Reproduce the stretch of lines from the one containing "vegetation in the photo above." through the last line, both ends included.

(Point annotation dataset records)
────────────────
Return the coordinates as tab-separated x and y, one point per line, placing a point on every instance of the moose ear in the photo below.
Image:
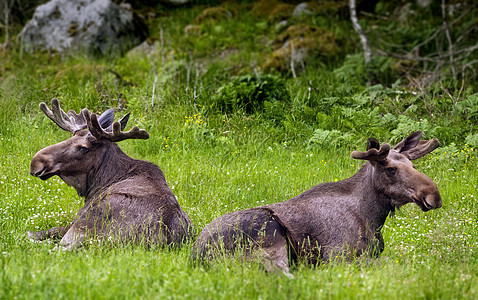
107	118
124	121
409	142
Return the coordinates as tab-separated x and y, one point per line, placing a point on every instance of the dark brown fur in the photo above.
125	199
330	219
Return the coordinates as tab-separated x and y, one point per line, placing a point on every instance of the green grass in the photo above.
427	255
217	162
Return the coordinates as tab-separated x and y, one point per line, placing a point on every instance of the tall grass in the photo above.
216	162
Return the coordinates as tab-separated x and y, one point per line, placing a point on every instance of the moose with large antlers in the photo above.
126	199
331	219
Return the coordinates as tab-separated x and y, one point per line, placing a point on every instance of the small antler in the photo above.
116	135
71	122
422	149
373	153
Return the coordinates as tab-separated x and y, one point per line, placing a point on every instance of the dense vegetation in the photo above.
238	120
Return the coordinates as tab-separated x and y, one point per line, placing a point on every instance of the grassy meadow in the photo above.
────────────────
> **Written answer**:
Return the coordinates as tab-separated x and y, one point per line, placing a point on every instance of the dense vegetation in the photo above.
238	120
Return the coordinates as tab-separated x and y, one point per line, placing a point on every instance of the grassy meadow in the photo above.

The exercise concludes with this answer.